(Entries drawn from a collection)
********
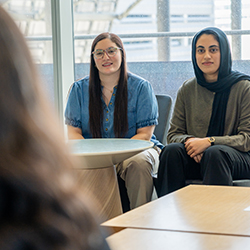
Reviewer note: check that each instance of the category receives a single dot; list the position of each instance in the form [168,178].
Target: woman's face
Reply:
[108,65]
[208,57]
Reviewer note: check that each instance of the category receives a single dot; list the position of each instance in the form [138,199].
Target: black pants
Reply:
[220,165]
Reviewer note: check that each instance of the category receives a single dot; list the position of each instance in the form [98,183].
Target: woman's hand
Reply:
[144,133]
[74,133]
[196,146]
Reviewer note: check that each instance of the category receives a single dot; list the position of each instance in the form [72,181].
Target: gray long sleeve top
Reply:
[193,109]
********
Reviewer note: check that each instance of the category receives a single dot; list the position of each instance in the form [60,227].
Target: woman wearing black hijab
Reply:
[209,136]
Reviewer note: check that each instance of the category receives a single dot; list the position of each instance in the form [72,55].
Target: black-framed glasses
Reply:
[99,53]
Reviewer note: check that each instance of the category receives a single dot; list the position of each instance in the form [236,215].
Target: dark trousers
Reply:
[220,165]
********
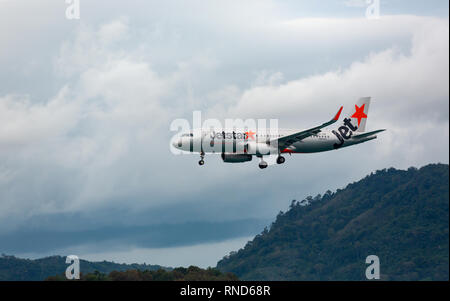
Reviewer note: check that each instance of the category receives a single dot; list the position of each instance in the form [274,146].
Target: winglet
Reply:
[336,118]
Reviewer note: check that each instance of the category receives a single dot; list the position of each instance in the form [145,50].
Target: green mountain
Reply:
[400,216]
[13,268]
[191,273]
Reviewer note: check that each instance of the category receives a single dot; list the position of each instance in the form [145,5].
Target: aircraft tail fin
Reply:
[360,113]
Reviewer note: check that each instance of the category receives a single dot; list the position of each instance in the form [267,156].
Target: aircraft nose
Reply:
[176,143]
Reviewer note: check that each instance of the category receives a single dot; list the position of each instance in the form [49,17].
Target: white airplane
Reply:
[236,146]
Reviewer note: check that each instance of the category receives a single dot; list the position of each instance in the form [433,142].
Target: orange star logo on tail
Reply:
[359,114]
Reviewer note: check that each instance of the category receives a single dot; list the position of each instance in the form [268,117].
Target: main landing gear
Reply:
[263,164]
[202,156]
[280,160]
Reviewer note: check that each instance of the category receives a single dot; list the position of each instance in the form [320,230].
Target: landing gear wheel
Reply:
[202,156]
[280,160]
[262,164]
********
State how many lines of the material above contain the string "woman". Give only the number.

3